(begin)

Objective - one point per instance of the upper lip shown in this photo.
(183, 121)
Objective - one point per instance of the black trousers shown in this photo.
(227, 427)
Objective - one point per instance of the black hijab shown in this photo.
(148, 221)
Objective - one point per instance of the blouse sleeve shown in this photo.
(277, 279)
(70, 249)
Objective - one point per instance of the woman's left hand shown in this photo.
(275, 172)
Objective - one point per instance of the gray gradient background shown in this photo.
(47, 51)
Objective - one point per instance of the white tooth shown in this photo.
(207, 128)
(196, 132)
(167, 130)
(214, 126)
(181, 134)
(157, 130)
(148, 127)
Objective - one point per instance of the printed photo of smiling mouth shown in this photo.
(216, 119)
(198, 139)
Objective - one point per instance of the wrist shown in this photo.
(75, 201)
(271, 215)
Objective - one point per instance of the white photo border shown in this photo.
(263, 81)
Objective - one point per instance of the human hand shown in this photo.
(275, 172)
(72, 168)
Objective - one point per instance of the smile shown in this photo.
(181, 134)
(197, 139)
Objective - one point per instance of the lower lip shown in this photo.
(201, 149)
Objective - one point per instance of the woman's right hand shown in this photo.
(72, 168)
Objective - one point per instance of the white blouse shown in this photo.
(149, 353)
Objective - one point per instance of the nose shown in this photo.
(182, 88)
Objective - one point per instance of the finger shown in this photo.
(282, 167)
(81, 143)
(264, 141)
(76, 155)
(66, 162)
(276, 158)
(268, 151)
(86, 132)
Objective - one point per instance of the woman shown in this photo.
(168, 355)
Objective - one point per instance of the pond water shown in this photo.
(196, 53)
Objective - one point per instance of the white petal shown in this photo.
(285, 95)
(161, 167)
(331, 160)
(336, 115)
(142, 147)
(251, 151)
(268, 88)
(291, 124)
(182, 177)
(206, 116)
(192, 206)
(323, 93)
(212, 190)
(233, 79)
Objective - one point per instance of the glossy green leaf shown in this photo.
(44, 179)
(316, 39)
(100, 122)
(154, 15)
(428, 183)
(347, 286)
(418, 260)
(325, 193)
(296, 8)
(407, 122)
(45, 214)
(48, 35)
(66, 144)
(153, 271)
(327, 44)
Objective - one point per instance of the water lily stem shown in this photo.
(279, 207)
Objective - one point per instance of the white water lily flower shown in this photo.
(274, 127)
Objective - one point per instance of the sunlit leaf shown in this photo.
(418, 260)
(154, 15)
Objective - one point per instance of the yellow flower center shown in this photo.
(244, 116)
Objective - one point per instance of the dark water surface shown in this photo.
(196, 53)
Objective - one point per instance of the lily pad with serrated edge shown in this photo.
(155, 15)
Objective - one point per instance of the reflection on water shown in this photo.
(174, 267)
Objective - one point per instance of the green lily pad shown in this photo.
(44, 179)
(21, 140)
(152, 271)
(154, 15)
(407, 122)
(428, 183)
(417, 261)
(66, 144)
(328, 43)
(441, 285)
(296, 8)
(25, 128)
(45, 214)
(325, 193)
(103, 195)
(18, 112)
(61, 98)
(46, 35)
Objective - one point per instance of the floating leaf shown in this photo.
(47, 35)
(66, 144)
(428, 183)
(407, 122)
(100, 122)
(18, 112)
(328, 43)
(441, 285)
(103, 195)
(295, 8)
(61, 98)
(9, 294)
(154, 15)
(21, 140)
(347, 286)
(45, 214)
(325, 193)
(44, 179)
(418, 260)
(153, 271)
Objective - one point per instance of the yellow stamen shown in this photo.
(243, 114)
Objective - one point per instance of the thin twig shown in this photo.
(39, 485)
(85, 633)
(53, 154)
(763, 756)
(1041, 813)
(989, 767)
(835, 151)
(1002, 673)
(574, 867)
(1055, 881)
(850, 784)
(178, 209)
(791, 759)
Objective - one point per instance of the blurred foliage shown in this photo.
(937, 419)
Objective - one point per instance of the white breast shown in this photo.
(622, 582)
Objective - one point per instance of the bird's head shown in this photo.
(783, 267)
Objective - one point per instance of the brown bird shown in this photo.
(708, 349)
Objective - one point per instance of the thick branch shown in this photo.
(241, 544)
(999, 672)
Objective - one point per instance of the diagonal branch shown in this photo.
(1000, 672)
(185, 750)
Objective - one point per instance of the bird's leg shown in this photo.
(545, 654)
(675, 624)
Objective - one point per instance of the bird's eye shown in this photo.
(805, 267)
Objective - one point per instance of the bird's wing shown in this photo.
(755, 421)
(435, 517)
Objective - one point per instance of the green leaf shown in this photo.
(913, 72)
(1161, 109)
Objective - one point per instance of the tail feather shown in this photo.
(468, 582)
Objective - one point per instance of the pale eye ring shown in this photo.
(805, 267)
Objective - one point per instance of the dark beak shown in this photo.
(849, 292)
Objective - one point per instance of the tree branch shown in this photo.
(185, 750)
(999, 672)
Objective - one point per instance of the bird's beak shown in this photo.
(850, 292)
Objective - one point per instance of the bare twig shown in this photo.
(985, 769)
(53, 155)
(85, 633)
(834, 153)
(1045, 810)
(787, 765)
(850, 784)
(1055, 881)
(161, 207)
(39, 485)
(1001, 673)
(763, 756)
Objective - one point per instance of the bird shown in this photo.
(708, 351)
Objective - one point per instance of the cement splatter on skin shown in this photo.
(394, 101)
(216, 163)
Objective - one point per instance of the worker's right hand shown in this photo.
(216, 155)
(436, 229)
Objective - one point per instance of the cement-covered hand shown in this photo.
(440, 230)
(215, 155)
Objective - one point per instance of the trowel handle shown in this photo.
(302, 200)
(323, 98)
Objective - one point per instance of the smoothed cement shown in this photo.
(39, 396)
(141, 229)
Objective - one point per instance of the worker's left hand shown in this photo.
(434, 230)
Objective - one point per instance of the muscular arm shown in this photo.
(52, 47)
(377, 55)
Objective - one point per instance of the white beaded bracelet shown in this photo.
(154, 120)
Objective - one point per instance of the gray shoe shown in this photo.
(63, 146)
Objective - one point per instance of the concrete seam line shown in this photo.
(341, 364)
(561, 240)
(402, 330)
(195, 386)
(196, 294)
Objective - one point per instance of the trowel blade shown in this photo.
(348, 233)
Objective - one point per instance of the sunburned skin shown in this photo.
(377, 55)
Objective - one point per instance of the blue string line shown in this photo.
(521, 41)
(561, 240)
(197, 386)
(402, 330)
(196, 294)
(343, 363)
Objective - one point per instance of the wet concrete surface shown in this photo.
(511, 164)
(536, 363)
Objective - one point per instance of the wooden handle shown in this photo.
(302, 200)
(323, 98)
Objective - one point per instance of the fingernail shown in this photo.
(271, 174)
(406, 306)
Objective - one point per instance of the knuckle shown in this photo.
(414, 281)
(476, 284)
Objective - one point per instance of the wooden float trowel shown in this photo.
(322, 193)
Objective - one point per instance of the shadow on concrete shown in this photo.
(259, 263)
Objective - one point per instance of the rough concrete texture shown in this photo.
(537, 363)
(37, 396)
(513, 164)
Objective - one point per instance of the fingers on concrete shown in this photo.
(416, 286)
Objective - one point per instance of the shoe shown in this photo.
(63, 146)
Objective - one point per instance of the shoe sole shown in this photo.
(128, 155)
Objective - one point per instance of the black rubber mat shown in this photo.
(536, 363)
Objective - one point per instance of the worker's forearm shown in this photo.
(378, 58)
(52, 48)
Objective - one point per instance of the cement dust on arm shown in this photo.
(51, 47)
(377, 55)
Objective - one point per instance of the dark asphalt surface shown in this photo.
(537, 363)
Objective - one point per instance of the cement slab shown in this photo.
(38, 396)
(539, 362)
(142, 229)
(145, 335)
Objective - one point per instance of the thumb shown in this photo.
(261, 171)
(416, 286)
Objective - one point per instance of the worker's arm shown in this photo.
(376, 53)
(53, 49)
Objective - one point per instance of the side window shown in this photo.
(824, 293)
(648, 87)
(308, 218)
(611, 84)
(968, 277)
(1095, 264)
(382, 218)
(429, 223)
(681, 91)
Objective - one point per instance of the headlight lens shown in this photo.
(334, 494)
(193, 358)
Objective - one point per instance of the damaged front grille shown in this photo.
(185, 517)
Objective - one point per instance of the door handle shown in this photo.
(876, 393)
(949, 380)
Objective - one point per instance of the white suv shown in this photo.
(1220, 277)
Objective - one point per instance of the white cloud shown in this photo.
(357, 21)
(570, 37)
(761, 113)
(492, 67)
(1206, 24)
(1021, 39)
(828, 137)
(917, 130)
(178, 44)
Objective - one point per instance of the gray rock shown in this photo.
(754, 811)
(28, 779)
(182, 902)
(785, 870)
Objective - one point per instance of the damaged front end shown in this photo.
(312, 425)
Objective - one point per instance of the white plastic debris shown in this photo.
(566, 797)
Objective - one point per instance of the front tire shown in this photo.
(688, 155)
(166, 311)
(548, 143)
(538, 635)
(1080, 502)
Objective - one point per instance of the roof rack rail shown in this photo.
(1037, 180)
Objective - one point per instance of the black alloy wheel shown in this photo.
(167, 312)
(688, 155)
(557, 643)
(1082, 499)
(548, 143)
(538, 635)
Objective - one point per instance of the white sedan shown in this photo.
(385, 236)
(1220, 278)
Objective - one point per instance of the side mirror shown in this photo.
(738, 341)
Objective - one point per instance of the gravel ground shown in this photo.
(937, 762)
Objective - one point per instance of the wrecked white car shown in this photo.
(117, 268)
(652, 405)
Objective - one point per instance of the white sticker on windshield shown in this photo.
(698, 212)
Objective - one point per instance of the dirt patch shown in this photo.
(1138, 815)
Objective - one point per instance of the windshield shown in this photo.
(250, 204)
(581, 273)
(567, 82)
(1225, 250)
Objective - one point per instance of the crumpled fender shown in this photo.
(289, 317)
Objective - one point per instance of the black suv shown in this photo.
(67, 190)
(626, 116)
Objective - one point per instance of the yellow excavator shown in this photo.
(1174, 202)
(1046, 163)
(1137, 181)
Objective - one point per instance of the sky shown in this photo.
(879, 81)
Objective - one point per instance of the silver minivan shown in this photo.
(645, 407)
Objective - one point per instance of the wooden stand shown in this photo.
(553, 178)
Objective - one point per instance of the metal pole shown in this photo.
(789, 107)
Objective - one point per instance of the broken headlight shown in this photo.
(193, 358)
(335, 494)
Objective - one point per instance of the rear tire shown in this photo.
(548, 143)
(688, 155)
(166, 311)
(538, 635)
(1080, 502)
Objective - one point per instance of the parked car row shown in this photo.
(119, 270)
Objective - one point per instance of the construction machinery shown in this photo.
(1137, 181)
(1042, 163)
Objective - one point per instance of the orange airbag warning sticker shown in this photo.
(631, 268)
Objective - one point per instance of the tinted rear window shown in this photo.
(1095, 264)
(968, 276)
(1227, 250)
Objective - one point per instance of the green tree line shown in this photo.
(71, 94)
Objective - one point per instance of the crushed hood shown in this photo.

(end)

### GIVEN EXERCISE
Convert the data lines, from the line with "Objective - one point per instance of the black alloy" up to and including the line with "(1138, 815)", into a JSON array of strings with one string per line and no blank lines.

### THE OUTPUT
[
  "Objective - one point per instance of the black alloy wheel shown in this photo.",
  "(167, 312)",
  "(688, 155)",
  "(557, 643)",
  "(1082, 499)",
  "(548, 143)",
  "(538, 635)",
  "Objective - one point per instance of the white sedan shown in this photo.",
  "(385, 236)",
  "(1220, 278)",
  "Objective - one point per instance of the side mirror shown in this photo.",
  "(738, 341)",
  "Objective - one point per instance of the gravel ground shown in this photo.",
  "(937, 762)",
  "Objective - one point per instance of the wrecked white car shown in this photo.",
  "(117, 268)",
  "(652, 405)",
  "Objective - one point per instance of the white sticker on windshield shown in this photo.",
  "(698, 212)",
  "Objective - one point per instance of the dirt patch shown in this photo.",
  "(1138, 815)"
]